(Source extract begins)

Maïwenn Le Guyader on the harp and Willy Ekoué on the saxophone gave a free concert in Arzon church Sunday evening. This beautiful event was shared with the audience simply. This performance was to present their album “Sonates en Duo”. The duo is giving concerts in France’s chapels and churches to promote this new album. Website : www.sonates-en-duo.com
Article from Le Télégramme, 4 August 2009
An unlikely but sublime saxophone and harp duo.
After the success of the Music Festival, the concert on offer at the parish church on Wednesday evening brought in a large audience, to the organizers’ delight.
Marrying the saxophone and the harp could seem strange, but Maïwenn Le Guyader and Willy Ekoué performed the works of Purcell, Ravel, and Debussy beautifully. Music lovers were able to appreciate the undeniable talent of the two musicians who chose to start their tour of France’s churches and chapels by Le Trévoux. These concerts are to promote their album “Sonates en duo”.

(Source extract ends)

Assignment 1 ▸
Answer the following from the text about the saxophone and harp duo:
(a) Which instrument does Willy Ekoué play?
(b) Which newspaper published the article, and on what date?
(c) Whose works did the duo perform at the parish church concert?
Assignment 2 ▸ Copy the text about the saxophone and harp duo from "Maïwenn Le Guyader on" to "and harp duo.", inclusive, switching "saxophone" to "clarinet" wherever it occurs.

(Recorded data begins)

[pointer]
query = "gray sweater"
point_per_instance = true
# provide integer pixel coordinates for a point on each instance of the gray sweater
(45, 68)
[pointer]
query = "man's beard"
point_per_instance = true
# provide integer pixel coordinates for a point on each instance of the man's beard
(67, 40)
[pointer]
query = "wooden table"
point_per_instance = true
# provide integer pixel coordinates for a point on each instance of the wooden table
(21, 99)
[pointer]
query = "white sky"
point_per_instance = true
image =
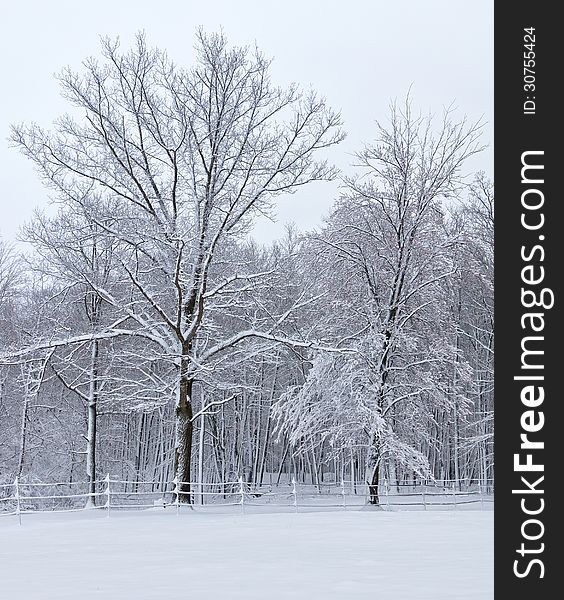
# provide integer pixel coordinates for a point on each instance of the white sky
(359, 54)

(Recorded data ends)

Written solution 1 ▸
(a) The saxophone.
(b) Le Télégramme, on 4 August 2009.
(c) Works by Purcell, Ravel, and Debussy.

Written solution 2 ▸
Maïwenn Le Guyader on the harp and Willy Ekoué on the clarinet gave a free concert in Arzon church Sunday evening. This beautiful event was shared with the audience simply. This performance was to present their album “Sonates en Duo”. The duo is giving concerts in France’s chapels and churches to promote this new album. Website : www.sonates-en-duo.com
Article from Le Télégramme, 4 August 2009
An unlikely but sublime clarinet and harp duo.